▸ **Task statement**:
Count the lines below containing "pedestrian". Number only.

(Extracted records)
________________________

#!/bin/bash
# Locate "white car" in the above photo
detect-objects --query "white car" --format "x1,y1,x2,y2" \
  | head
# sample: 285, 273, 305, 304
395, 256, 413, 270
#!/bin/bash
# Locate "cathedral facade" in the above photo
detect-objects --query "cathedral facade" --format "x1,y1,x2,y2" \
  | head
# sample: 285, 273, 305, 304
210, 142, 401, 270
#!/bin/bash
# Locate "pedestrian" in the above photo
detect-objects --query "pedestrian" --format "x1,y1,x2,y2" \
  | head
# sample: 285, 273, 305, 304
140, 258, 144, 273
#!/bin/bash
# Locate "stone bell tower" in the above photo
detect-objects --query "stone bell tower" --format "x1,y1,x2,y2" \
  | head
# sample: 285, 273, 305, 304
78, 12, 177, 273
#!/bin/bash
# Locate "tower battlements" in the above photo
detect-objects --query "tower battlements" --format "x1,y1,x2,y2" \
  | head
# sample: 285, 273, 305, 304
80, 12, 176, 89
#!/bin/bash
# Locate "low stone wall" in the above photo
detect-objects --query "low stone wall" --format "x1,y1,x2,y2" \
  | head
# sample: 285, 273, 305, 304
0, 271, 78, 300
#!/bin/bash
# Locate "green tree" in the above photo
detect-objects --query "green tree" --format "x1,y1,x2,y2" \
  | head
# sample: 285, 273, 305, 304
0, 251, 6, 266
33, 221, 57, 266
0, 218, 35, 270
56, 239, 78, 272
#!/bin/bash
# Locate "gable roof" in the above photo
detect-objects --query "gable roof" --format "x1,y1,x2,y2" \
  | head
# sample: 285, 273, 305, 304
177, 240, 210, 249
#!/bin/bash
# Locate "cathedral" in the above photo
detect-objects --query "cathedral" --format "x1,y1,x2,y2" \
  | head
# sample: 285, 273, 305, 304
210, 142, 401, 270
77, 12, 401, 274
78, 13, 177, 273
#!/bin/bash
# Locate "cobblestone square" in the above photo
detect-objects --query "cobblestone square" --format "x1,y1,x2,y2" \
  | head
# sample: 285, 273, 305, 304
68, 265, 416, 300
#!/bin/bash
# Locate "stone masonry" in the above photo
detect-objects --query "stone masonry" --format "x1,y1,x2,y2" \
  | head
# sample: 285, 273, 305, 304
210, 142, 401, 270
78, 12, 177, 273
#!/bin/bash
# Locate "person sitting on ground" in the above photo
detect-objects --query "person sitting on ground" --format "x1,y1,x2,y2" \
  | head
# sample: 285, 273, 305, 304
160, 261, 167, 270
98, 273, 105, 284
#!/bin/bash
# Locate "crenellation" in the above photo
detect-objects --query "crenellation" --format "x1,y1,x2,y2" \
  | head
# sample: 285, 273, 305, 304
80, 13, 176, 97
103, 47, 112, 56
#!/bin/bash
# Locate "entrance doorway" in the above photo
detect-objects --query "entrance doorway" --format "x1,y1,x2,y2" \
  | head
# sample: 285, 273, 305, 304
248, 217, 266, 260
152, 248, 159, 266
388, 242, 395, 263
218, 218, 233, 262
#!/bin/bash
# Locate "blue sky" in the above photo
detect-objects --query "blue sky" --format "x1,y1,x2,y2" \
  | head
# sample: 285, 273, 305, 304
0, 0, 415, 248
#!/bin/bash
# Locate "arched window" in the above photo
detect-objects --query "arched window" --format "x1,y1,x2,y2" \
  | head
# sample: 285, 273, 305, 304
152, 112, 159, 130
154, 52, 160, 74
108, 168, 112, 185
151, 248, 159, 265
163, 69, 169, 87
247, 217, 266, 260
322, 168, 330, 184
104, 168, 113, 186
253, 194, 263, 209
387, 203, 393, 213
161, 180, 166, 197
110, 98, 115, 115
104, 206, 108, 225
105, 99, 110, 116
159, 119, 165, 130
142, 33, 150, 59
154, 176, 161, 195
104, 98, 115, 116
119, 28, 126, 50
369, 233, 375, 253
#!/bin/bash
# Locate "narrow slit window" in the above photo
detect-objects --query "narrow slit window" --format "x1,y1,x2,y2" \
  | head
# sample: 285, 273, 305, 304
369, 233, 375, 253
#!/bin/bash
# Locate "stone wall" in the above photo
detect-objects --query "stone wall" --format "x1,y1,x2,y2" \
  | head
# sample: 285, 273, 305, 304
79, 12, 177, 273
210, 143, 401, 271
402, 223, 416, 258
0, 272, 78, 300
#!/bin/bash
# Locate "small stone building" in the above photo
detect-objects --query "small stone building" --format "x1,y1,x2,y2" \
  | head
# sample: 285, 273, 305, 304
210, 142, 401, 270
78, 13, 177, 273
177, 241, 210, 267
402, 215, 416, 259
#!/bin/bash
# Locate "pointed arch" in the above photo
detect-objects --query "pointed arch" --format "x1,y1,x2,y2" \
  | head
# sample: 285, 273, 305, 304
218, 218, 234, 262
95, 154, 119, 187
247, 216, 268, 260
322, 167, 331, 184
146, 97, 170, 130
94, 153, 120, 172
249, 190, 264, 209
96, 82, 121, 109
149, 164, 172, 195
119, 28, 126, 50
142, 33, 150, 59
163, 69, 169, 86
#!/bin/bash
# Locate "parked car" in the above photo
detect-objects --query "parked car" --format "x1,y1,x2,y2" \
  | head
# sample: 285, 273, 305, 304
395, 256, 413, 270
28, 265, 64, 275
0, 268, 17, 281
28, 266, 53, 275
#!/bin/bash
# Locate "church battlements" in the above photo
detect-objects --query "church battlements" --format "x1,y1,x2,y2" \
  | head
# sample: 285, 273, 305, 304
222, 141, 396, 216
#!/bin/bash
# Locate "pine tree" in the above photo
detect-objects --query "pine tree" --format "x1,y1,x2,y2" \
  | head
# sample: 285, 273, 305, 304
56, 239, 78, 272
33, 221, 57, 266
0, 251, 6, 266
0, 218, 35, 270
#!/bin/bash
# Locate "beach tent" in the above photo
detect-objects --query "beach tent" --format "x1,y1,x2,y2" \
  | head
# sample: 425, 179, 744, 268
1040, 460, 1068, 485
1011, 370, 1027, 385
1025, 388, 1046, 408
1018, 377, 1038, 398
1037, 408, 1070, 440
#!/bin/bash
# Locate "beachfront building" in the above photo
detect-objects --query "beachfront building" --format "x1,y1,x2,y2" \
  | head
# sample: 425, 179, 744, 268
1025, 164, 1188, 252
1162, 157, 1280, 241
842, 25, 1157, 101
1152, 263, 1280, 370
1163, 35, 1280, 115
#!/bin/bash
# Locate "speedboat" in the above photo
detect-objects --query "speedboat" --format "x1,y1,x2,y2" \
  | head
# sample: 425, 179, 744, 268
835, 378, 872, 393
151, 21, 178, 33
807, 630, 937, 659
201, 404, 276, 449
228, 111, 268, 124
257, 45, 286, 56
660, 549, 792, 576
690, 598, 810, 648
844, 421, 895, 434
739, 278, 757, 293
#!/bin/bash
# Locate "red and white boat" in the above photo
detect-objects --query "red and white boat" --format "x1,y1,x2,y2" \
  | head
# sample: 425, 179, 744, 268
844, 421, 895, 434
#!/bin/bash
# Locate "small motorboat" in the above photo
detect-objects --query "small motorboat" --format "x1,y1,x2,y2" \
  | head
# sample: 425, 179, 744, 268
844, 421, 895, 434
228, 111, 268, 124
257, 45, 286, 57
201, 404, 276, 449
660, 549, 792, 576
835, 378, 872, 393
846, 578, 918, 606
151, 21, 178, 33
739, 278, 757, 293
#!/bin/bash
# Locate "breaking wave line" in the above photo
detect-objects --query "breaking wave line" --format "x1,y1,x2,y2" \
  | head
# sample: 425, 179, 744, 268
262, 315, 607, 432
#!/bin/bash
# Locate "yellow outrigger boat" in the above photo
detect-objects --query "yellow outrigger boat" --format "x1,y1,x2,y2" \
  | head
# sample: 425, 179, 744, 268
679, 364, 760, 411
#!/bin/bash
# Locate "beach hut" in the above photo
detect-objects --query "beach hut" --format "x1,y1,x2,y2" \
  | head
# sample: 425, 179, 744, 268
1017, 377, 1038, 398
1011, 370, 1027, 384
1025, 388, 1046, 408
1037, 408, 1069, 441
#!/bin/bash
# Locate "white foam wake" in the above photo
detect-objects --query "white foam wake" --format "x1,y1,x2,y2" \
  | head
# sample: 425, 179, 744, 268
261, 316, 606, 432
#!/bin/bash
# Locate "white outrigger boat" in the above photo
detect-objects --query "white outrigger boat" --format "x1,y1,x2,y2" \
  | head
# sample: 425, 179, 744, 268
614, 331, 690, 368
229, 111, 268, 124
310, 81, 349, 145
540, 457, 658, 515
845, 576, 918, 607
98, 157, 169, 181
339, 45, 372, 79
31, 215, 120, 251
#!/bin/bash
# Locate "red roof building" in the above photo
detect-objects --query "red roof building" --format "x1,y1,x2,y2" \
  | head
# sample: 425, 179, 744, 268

________________________

▸ **Output below**:
2